#### VEREISTE WERKZAAMHEDEN:
Typ het gedeelte van de onderstaande uitspraak van "199903927/1" tot en met "advies is aangehecht." letterlijk over.

#### AANGELEVERD FRAGMENT:
□ □ □ □ □

199903927/1
Datum uitspraak: 29 januari 2001
AFDELING
BESTUURSRECHTSPRAAK
Uitspraak op het hoger beroep van:
A, wonend te B,
appellant,
tegen de uitspraak van de arrondissementsrechtbank te Zwolle van 17 november 1999 in het geding tussen:
de raad van de gemeente Zwolle.
Bij besluit van 16 december 1996 heeft de raad van de gemeente Zwolle (hierna: de raad), op basis van een advies van de schadebeoordelingscommissie van 29 mei 1996, een verzoek van appellant om vergoeding van planschade afgewezen. Het advies is aangehecht.
Bij besluit van 18 maart 1998 heeft de raad het daartegen gemaakte bezwaar ongegrond verklaard. Dit besluit en het advies van de commissie voor de bezwaar- en beroepschriften van 23 januari 1998, waarnaar in het besluit wordt verwezen, zijn aangehecht.

□ □ □ □ □

#### AANGELEVERDE GEGEVENS:
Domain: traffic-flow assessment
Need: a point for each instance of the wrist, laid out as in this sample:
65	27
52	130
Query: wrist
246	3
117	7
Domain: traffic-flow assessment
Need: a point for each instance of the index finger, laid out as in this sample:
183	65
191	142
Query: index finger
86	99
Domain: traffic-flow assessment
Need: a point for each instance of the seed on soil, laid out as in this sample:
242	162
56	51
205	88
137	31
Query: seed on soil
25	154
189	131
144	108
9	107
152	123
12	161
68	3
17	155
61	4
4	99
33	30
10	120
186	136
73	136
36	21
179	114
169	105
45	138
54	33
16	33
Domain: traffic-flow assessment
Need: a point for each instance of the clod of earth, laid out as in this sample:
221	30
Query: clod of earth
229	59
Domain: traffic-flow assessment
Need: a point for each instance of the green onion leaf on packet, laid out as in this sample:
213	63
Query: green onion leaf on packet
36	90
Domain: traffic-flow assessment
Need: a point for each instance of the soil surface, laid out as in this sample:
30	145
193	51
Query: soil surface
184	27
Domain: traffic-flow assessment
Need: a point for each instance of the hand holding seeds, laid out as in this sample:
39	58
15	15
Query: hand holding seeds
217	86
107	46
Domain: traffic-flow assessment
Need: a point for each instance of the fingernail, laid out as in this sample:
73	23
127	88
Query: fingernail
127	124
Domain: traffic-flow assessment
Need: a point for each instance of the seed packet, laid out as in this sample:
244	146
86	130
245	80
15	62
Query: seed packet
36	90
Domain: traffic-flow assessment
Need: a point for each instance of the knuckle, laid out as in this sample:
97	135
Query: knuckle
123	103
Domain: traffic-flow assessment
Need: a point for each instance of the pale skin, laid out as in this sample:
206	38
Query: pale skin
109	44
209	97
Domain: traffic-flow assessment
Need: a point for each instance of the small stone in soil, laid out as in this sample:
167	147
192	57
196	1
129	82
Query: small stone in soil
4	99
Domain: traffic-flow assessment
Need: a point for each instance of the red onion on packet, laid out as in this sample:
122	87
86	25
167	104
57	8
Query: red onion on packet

□ □ □ □ □

#### VOLLEDIGE UITWERKING:
199903927/1
Datum uitspraak: 29 januari 2001
AFDELING
BESTUURSRECHTSPRAAK
Uitspraak op het hoger beroep van:
A, wonend te B,
appellant,
tegen de uitspraak van de arrondissementsrechtbank te Zwolle van 17 november 1999 in het geding tussen:
de raad van de gemeente Zwolle.
Bij besluit van 16 december 1996 heeft de raad van de gemeente Zwolle (hierna: de raad), op basis van een advies van de schadebeoordelingscommissie van 29 mei 1996, een verzoek van appellant om vergoeding van planschade afgewezen. Het advies is aangehecht.